***** Brano riportato *****

Maledetto raid   :Evil or Very Mad: 

In pratica mi tocca formattare e ripartire da zero nella speranza che i dischi non abbiano subito danni ....   :Rolling Eyes: 

Sono 2 IBM sata praticamente nuovi ....... avranno 5-6 mesi di vita ..... 

Di certo ho provato il raid, mi è piaciuto x la velocità di lettura e scrittura (l'aggiornamento del portage era velocissimo) ma credo che reinstallerò tutto senza raid .....   :Crying or Very sad: 

Sperando che gli HD siano integri, quale fs mi cosigliate come robustezza ?

Attualmente avevo ext3 per le 2 partizioni mirror di boot e reiser per le 2 di striping .......

----------

## federico

 *Gaspyd wrote:*   

> Sperando che gli HD siano integri, quale fs mi cosigliate come robustezza ?
> 
> Attualmente avevo ext3 per le 2 partizioni mirror di boot e reiser per le 2 di striping .......

 

ext3 e xfs secondo me

http://oss.sgi.com/projects/xfs/

----------

## Gaspyd

 *federico wrote:*   

> 
> 
> ext3 e xfs secondo me
> 
> http://oss.sgi.com/projects/xfs/

 

Bene (si fa x dire visto che ho praticamente perso tutto, a parte qualche backup neanche troppo aggiornato) magari domenica mi metto e riparto dal primo stage senza usare raid formattando boot in ext3 ed il resto in xfs ....... x ora piango ancora un pò x un'altro paio di giorni    :Crying or Very sad:   :Crying or Very sad:   :Crying or Very sad:   :Crying or Very sad: 

----------

## makoomba

 *Gaspyd wrote:*   

> In pratica mi tocca formattare e ripartire da zero nella speranza che i dischi non abbiano subito danni ....  
> 
> Sono 2 IBM sata praticamente nuovi ....... avranno 5-6 mesi di vita ..... 

 

Considerato l'errore e il fatto che gli hd sono nuovi, ti consiglio di valutarne la sostituzione.

Per i maxtor c'è un tool che si scarica dal sito, fa il check dell'hd e ti dice se il prodotto dev'essere sostituito perchè difettoso.

per gli ibm non so, magari c'è qualcosa di analogo.

la domanda sul fs potrebbe scatenare l'ennesima guerra santa.... io ho sempre usato ext3 per sistema/dati e reiser per /tmp e cachedirs.

----------

## Gaspyd

Ma che cavolo sta succedendo, ..... ha smesso di funzionare anche la scheda di rete Marvell Yukon integrata nella mobo...... non funziona neanche sotto winzozz nonostante secondo gestione periferiche sia tutto a posto.

Mi si sta autodistruggendo il computer ........   :Shocked:   :Shocked:   :Shocked: 

Anche nel bios sembra tutto regolare .....   :Confused: 

Eppure nonostante l'hw corposo ho messo su un termaltake da 560w .....   :Evil or Very Mad: 

----------

## comio

 *Gaspyd wrote:*   

> Ma che cavolo sta succedendo, ..... ha smesso di funzionare anche la scheda di rete Marvell Yukon integrata nella mobo...... non funziona neanche sotto winzozz nonostante secondo gestione periferiche sia tutto a posto.
> 
> Mi si sta autodistruggendo il computer ........

*****

Consegna scritta A: Nella discussione sul RAID, quali file system indica federico come preferibili per robustezza?
Consegna scritta B: Prosegua la discussione sul RAID a partire dall'ultima frase riportata.
L'elenco che viene dopo proviene da una fonte diversa.

***** Elenco riportato *****

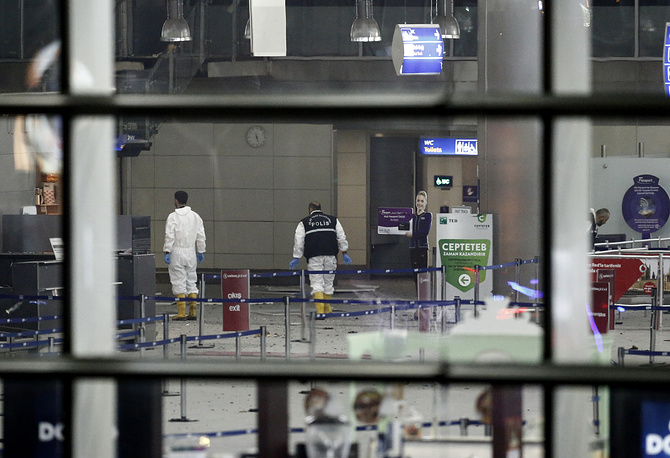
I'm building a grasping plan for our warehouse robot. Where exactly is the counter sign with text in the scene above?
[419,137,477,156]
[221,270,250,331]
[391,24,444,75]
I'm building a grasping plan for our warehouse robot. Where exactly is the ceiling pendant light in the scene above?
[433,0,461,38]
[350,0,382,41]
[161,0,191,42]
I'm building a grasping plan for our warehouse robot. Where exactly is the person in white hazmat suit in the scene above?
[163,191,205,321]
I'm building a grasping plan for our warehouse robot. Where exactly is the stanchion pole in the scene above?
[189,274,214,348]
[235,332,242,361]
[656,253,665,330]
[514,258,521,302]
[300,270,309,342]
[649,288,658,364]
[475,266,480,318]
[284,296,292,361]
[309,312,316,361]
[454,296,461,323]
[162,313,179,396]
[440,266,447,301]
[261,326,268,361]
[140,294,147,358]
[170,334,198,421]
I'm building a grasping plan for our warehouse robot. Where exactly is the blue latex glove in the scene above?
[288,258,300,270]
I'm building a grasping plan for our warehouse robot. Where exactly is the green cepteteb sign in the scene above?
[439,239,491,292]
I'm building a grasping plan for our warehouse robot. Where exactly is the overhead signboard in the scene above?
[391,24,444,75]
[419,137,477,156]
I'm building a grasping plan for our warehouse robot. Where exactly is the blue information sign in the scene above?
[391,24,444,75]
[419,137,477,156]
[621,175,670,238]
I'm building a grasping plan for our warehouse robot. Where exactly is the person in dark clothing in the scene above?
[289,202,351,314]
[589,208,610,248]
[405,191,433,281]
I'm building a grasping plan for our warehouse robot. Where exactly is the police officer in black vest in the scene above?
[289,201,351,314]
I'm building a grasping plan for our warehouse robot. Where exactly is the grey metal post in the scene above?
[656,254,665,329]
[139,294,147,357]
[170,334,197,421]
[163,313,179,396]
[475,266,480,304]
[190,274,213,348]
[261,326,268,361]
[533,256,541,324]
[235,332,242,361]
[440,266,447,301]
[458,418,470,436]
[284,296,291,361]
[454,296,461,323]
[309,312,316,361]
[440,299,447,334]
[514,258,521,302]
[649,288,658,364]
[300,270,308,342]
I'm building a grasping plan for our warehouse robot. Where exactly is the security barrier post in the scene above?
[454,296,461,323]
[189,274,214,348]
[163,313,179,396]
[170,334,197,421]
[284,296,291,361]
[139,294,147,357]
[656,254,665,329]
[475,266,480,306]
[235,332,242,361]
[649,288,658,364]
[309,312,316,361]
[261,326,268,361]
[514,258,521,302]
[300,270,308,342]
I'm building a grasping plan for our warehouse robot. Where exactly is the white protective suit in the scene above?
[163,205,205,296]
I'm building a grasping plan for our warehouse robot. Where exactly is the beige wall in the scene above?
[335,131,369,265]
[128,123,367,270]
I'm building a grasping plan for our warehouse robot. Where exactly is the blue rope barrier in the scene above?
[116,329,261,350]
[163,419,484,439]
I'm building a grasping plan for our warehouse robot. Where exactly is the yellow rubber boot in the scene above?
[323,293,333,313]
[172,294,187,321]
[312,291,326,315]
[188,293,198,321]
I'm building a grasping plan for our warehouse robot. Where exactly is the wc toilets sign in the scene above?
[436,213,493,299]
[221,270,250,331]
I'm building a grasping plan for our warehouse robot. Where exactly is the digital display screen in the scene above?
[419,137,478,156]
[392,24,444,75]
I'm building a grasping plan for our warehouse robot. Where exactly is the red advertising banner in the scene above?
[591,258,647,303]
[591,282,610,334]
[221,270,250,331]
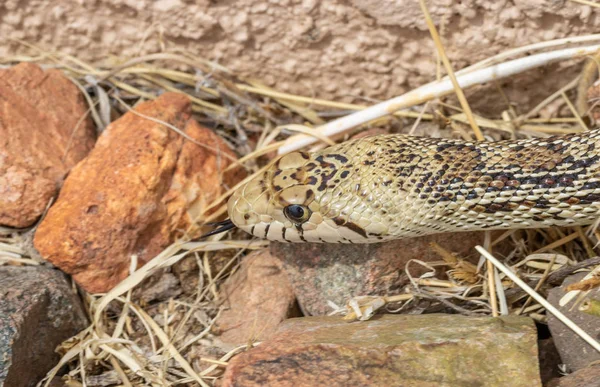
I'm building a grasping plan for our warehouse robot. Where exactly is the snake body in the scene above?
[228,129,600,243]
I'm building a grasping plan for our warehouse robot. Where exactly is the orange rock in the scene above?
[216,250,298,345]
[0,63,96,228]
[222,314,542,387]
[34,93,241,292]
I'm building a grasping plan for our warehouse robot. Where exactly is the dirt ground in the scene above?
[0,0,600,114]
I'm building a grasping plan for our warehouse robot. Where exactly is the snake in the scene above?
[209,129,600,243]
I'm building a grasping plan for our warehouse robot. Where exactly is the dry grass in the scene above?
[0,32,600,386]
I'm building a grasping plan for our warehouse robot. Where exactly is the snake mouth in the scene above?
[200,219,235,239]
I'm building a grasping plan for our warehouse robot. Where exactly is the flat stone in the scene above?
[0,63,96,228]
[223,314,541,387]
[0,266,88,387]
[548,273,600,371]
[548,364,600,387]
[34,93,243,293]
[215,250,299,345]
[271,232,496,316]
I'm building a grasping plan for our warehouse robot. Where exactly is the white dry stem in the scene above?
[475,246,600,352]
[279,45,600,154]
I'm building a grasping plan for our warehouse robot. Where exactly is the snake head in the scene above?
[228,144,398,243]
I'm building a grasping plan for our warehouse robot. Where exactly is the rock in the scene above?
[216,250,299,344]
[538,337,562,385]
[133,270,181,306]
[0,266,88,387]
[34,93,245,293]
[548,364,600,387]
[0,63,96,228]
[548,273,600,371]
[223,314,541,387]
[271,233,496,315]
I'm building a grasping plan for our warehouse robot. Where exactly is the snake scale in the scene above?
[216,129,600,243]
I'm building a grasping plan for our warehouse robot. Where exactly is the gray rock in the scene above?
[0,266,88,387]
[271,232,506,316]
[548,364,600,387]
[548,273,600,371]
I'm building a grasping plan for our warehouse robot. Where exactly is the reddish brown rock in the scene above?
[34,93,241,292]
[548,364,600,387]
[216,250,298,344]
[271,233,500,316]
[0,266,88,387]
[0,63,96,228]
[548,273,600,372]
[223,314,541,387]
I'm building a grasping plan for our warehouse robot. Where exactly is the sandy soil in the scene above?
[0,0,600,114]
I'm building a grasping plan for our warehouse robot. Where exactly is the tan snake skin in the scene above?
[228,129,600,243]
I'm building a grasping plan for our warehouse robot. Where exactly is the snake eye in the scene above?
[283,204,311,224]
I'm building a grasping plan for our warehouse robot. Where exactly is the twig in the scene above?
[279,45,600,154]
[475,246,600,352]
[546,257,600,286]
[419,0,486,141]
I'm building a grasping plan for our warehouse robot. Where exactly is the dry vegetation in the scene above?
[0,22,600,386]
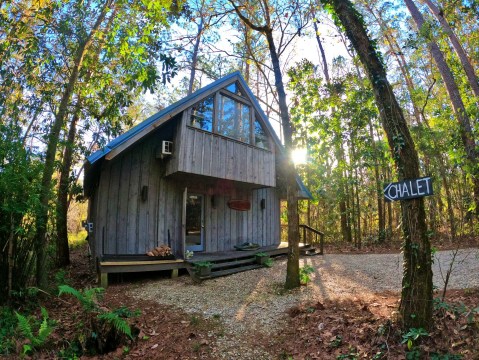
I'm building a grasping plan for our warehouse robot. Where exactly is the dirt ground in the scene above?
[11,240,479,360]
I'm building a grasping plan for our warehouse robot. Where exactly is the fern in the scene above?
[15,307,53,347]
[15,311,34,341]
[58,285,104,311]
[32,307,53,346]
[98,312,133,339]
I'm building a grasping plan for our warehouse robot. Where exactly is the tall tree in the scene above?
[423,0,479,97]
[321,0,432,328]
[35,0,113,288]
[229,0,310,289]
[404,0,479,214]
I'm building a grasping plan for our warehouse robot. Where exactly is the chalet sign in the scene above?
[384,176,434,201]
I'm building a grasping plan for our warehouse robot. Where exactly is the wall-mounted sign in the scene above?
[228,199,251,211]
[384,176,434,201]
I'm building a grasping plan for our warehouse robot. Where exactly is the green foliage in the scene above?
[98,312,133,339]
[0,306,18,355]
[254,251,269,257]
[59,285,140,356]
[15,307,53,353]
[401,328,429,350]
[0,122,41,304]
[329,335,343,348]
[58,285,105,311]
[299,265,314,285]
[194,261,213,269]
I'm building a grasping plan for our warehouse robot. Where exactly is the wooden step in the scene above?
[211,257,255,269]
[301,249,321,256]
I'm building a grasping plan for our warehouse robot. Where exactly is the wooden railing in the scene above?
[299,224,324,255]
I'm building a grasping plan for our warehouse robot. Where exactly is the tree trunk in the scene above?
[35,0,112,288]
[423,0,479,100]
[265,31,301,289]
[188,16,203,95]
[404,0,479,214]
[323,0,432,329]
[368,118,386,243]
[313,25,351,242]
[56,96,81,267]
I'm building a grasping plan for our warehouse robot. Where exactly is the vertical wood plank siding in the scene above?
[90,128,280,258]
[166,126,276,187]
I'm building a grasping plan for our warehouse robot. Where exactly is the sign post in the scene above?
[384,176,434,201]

*****

Risposta corretta A: ext3 e xfs.

Risposta corretta B:
> 
> Anche nel bios sembra tutto regolare .....  
> ...

 

inizia a fare un check dell'hw...

----------

## Gaspyd

 *comio wrote:*   

> 
> 
> inizia a fare un check dell'hw...

 

eth ha ripreso a funzionare dopo che l'ho disabilitata da bios e riabilitata nuovamente. Appena ritento l'avvio di linux il problema si ripresenta e sono costretto a rientrare nel bios e ripetere l'operazione. Avviando direttamente winzozz nessun problema.

Chissà quali strane arti magiche comandano tutto questo.

Magari c'e' qualche problema con sata-via.

Proverò a piallare tutto e spostare i 2 hd sata sul controller promise al posto del VIA e non sfruttare il raid.

Controllerò i 2 hd e comincerò l'installazione infinita .....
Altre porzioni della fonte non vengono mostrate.